┌──

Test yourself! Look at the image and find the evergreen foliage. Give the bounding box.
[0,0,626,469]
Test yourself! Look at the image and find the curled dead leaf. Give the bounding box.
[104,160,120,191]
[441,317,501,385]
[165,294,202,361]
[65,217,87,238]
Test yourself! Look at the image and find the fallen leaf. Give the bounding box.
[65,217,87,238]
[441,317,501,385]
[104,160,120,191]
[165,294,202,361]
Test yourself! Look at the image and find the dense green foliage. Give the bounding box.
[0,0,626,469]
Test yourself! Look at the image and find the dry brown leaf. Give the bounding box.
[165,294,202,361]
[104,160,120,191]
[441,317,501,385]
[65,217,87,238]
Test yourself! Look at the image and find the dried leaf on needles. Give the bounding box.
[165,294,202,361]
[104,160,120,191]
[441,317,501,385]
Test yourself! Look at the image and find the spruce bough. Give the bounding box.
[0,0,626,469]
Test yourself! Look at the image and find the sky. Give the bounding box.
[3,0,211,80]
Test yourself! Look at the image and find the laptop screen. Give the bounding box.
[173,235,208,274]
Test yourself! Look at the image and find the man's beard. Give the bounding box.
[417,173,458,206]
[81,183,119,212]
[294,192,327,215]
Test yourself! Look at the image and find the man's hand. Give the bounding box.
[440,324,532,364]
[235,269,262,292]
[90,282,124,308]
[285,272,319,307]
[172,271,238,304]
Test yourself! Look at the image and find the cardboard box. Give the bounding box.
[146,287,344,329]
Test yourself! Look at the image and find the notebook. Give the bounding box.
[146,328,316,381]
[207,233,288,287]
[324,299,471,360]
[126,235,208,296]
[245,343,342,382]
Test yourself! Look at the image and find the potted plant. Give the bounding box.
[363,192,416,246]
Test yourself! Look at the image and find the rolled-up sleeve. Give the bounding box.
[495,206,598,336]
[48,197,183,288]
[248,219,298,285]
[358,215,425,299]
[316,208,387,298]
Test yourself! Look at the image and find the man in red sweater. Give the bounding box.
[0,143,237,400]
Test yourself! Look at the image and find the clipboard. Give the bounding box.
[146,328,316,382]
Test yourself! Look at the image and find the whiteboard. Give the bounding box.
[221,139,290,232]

└──

— Gestellte Aufgabe —
Gib aus den Datensätzen oben alles von der Zeile mit „Test yourself! Look at the image and find the notebook.“ bis hinunter zur Zeile mit „[363,192,416,246]“ unverändert wieder, beide Zeilen eingeschlossen.

— Antwort zur Aufgabe —
Test yourself! Look at the image and find the notebook. Give the bounding box.
[146,328,316,381]
[207,233,288,287]
[324,299,471,360]
[126,235,208,296]
[245,343,342,382]
Test yourself! Look at the image and find the potted plant. Give the bounding box.
[363,192,416,246]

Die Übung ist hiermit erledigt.